── TEXT SEGMENT ──

Antibiotics are supposed to treat disease and assist in kidney transplantation, but various bacteria have developed biological resistance to antibiotics, rendering the antibiotics useless. In fact, the Centers for Disease Control (CDC) estimates that antibiotic-resistant bacteria cause two million illnesses and 23,000 deaths each year. This is why the Administration is currently taking steps to combat antibiotic-resistant bacteria. While antibiotics assist in kidney transplantation, healthcare antiseptics are supposed to reduce bacteria that can cause disease on your dialysis equipment or in your dialysis facility. These healthcare antiseptics include hand washes and rubs, surgical hand scrubs and rubs (with or without water) and patient preoperative skin preparations, including pre-injection preparations. (These products are different from consumer antiseptics, such as antibacterial soaps and hand sanitizer rubs.) The Food and Drug Administration (FDA) is also taking steps to ensure that healthcare antiseptics are safe and effective.

───
── ENTRIES SUPPLIED ──

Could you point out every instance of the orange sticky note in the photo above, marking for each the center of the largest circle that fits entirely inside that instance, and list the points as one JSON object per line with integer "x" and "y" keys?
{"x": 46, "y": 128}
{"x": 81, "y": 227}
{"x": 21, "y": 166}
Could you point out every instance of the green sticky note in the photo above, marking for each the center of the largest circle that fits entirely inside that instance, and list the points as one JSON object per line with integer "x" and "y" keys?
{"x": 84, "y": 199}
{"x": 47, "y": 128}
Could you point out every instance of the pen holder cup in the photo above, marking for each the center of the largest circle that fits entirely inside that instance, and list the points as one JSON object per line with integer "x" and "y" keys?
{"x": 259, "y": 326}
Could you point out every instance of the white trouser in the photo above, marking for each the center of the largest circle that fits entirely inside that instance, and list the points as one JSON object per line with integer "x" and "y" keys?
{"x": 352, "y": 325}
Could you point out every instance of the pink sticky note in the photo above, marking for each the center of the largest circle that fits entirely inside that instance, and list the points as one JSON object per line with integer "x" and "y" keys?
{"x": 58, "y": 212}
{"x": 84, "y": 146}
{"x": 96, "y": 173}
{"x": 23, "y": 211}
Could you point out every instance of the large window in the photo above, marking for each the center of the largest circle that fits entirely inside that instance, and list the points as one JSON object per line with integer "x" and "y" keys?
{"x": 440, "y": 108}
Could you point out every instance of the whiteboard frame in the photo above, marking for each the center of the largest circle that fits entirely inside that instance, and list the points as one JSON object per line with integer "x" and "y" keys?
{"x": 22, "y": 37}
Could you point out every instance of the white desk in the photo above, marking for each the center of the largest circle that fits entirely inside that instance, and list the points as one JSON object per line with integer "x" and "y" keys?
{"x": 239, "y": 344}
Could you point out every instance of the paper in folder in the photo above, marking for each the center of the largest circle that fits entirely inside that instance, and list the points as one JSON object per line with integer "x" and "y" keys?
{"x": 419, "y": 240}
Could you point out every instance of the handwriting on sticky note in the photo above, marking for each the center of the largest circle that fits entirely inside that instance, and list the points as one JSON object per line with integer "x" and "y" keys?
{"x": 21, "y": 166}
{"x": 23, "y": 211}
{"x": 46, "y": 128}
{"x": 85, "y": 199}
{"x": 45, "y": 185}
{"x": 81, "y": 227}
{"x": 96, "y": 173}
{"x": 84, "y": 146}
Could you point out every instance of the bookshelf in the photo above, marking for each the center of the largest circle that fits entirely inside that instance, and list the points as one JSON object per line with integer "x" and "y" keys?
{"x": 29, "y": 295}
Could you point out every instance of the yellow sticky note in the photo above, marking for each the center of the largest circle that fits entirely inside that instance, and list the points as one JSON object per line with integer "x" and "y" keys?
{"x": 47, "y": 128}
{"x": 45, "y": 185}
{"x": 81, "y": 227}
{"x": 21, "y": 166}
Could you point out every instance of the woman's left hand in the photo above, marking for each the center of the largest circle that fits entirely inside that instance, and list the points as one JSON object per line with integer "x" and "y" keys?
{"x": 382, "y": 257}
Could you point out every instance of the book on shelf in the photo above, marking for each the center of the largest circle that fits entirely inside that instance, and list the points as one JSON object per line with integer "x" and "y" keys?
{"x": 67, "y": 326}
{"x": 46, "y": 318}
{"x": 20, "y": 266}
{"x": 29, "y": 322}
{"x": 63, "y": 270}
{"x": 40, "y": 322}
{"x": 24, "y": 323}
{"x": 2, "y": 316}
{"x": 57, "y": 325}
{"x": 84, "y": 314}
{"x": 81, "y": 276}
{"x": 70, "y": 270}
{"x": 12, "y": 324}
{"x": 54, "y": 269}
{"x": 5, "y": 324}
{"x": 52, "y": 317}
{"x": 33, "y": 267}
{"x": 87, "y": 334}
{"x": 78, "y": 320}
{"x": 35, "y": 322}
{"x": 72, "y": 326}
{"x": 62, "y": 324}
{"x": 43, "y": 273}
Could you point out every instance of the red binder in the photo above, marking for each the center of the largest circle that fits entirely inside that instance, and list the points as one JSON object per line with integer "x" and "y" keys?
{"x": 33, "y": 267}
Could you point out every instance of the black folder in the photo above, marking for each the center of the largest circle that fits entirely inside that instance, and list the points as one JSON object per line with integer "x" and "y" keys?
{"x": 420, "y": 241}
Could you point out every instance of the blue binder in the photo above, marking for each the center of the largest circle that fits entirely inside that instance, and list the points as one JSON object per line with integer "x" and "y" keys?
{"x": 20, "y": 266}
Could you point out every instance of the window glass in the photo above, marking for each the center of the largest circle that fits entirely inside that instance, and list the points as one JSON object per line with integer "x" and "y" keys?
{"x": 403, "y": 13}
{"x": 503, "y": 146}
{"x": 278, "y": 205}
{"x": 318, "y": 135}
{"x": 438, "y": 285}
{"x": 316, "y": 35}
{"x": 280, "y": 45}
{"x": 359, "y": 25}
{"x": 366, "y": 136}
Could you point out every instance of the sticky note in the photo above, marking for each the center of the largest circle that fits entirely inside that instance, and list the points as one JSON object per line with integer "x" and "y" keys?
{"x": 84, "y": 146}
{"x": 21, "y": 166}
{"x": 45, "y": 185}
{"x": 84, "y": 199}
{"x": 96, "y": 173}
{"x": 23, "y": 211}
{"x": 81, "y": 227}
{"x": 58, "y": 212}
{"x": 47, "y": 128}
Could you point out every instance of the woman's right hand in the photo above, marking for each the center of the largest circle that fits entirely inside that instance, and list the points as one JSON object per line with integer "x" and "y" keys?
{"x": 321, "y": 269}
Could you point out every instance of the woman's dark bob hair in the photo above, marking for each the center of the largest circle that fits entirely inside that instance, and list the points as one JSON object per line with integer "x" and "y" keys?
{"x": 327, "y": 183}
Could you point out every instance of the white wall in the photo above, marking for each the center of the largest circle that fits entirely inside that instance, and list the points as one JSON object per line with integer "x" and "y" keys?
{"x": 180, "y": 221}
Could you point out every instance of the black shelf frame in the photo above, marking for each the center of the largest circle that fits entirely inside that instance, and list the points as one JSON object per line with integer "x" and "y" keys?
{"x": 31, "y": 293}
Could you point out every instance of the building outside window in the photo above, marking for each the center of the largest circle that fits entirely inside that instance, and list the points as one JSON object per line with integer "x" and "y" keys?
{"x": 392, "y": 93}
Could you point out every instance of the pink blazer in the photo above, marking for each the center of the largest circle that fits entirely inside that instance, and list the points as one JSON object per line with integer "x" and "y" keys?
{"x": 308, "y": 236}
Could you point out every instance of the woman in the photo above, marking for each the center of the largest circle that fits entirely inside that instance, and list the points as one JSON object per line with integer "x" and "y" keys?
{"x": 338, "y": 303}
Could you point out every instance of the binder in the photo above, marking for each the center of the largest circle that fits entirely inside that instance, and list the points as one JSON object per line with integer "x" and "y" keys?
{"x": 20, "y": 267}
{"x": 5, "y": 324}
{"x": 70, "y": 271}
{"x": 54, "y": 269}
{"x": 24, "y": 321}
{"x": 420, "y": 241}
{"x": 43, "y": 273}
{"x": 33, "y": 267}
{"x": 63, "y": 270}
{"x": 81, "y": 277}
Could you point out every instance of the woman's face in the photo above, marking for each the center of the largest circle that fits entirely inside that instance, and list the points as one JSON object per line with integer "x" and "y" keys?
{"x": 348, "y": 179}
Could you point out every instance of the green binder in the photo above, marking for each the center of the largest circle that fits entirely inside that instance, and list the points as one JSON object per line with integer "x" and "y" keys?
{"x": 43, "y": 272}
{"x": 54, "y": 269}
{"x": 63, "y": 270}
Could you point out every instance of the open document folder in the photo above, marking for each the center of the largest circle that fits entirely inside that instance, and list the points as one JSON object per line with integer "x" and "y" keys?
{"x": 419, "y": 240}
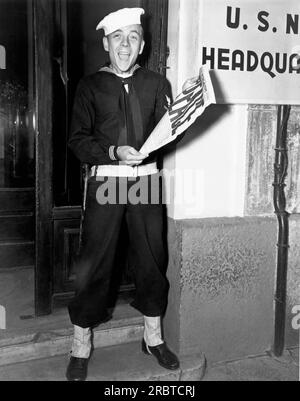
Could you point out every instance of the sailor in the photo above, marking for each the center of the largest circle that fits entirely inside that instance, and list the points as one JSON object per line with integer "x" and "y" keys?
{"x": 115, "y": 110}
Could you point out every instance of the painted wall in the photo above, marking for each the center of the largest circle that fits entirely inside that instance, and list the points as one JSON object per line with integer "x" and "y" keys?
{"x": 222, "y": 263}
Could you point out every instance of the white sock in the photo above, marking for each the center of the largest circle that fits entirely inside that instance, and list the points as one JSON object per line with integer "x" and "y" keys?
{"x": 152, "y": 331}
{"x": 81, "y": 347}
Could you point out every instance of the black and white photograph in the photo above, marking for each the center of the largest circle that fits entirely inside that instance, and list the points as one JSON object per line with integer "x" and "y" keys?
{"x": 149, "y": 193}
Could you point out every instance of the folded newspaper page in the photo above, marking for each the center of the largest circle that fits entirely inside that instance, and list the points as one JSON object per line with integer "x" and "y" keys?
{"x": 187, "y": 107}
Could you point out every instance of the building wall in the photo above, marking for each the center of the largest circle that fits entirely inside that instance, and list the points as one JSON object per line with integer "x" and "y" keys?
{"x": 222, "y": 227}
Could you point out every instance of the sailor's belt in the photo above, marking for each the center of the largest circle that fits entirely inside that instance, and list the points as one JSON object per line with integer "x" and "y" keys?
{"x": 124, "y": 171}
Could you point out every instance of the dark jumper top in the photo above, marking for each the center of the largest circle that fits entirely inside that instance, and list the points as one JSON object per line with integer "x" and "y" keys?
{"x": 98, "y": 116}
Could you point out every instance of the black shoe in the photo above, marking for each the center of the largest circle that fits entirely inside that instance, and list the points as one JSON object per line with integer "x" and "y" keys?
{"x": 77, "y": 369}
{"x": 164, "y": 356}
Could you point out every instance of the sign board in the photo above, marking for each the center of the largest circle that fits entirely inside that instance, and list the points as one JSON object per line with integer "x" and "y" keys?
{"x": 253, "y": 50}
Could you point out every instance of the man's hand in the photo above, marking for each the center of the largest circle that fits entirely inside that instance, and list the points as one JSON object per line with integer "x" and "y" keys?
{"x": 130, "y": 156}
{"x": 188, "y": 83}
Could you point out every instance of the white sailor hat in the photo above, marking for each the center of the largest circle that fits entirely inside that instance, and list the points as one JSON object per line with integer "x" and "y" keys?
{"x": 118, "y": 19}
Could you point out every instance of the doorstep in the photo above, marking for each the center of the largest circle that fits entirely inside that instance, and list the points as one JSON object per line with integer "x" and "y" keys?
{"x": 52, "y": 335}
{"x": 125, "y": 362}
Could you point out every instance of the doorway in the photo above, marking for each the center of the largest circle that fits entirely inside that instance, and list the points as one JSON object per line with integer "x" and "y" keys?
{"x": 17, "y": 161}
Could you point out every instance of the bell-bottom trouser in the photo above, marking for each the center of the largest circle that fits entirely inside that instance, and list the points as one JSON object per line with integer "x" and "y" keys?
{"x": 94, "y": 267}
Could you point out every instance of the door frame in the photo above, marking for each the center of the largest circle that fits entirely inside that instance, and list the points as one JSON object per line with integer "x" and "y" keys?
{"x": 42, "y": 12}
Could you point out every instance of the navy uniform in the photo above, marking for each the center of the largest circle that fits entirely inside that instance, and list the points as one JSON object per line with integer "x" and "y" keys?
{"x": 113, "y": 111}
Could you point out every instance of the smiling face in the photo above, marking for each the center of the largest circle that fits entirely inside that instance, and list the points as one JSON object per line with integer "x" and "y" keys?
{"x": 124, "y": 46}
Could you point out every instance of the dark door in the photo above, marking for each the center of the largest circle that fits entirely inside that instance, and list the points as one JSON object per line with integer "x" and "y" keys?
{"x": 17, "y": 144}
{"x": 77, "y": 51}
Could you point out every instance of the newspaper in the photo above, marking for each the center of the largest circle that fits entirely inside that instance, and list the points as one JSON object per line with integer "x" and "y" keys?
{"x": 187, "y": 107}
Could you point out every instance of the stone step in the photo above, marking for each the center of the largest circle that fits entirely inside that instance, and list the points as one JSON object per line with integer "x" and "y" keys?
{"x": 124, "y": 362}
{"x": 48, "y": 343}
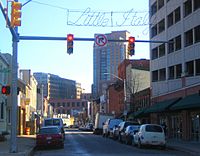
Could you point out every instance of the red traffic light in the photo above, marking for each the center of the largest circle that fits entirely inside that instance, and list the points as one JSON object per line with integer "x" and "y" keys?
{"x": 5, "y": 90}
{"x": 70, "y": 37}
{"x": 131, "y": 40}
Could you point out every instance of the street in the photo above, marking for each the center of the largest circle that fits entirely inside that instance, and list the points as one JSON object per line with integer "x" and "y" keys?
{"x": 88, "y": 144}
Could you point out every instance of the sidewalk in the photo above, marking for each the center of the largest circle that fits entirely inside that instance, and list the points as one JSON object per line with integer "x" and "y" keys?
{"x": 190, "y": 147}
{"x": 25, "y": 146}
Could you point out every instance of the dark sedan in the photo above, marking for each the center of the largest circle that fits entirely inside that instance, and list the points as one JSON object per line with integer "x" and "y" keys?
{"x": 50, "y": 136}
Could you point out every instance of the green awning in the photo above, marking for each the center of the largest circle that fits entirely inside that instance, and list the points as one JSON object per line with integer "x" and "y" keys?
{"x": 161, "y": 106}
{"x": 191, "y": 101}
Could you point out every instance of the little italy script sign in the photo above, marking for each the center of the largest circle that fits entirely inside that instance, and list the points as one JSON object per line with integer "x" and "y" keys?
{"x": 107, "y": 19}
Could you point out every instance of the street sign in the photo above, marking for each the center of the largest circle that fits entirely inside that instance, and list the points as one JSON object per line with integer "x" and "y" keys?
{"x": 101, "y": 40}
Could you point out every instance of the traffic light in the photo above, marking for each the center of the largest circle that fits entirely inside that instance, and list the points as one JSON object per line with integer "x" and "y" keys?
{"x": 16, "y": 14}
{"x": 5, "y": 90}
{"x": 70, "y": 39}
{"x": 131, "y": 46}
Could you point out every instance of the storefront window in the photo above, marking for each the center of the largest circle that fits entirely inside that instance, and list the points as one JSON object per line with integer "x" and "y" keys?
{"x": 196, "y": 127}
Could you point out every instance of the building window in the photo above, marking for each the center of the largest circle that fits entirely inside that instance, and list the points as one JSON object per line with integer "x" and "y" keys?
{"x": 161, "y": 50}
{"x": 160, "y": 4}
{"x": 187, "y": 8}
{"x": 196, "y": 4}
{"x": 177, "y": 14}
{"x": 190, "y": 68}
{"x": 155, "y": 76}
{"x": 68, "y": 104}
{"x": 171, "y": 72}
{"x": 178, "y": 43}
{"x": 171, "y": 46}
{"x": 2, "y": 111}
{"x": 170, "y": 20}
{"x": 154, "y": 53}
{"x": 153, "y": 8}
{"x": 178, "y": 69}
{"x": 197, "y": 65}
{"x": 197, "y": 34}
{"x": 154, "y": 31}
{"x": 188, "y": 38}
{"x": 161, "y": 26}
{"x": 53, "y": 104}
{"x": 162, "y": 73}
{"x": 83, "y": 104}
{"x": 9, "y": 116}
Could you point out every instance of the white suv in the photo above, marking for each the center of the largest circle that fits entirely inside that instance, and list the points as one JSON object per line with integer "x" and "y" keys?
{"x": 150, "y": 134}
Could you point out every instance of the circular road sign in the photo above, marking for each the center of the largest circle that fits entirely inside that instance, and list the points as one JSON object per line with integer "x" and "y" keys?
{"x": 101, "y": 40}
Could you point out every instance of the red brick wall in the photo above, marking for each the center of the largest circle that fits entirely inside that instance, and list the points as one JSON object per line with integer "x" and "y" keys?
{"x": 115, "y": 102}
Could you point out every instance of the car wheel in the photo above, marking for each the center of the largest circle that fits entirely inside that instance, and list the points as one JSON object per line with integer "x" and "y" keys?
{"x": 133, "y": 142}
{"x": 119, "y": 138}
{"x": 139, "y": 144}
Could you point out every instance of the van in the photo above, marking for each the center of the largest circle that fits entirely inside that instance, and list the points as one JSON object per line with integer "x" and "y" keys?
{"x": 54, "y": 122}
{"x": 108, "y": 126}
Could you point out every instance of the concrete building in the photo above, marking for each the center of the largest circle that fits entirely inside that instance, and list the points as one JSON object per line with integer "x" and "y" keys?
{"x": 5, "y": 107}
{"x": 175, "y": 67}
{"x": 106, "y": 60}
{"x": 135, "y": 75}
{"x": 55, "y": 86}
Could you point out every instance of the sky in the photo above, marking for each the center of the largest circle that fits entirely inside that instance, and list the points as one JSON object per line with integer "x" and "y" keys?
{"x": 83, "y": 18}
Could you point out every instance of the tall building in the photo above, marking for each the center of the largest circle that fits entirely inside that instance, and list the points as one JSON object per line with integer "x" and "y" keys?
{"x": 106, "y": 60}
{"x": 56, "y": 87}
{"x": 175, "y": 67}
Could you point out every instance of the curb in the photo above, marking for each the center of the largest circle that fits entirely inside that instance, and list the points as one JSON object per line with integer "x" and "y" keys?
{"x": 182, "y": 149}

───

• [WHAT THIS TASK INVOLVES]
Could you continue the passage on antibiotic resistance and healthcare antiseptics, starting right after its final sentence?

• [OUTPUT OF THE TASK]
In September 2014, President Obama issued Executive Order 13676: Combating Antibiotic-Resistant Bacteria. This Executive Order addressed the policy recommendations of the President’s Council of Advisors on Science and Technology (PCAST)’s report on Combating Antibiotic-Resistant Bacteria. The President also proposed to nearly double funding for combating and preventing antibiotic resistance to $1.2 billion, and released a National Action Plan outlining how the money should be spent over the next five years. The Plan’s goals are to prevent the emergence and spread of resistant bacteria; strengthen health surveillance and point-of-need diagnostic tests to detect resistant bacteria earlier; research antibiotic resistance and develop new antibiotics; and improve international collaboration to overcome antibiotic resistance.

As with antibiotics, bacteria can also develop resistance to healthcare antiseptics. This prompted the FDA to issue a proposed rule to address gaps in data on active ingredients in healthcare antiseptics. The FDA’s goal is to determine whether healthcare antiseptics reduce bacteria like they are supposed to, and also to determine the extent to which patients’ daily exposure to certain antiseptic active ingredients puts them at risk. In the meantime, the FDA recommends healthcare personnel continue to use such antiseptics while it gathers more data.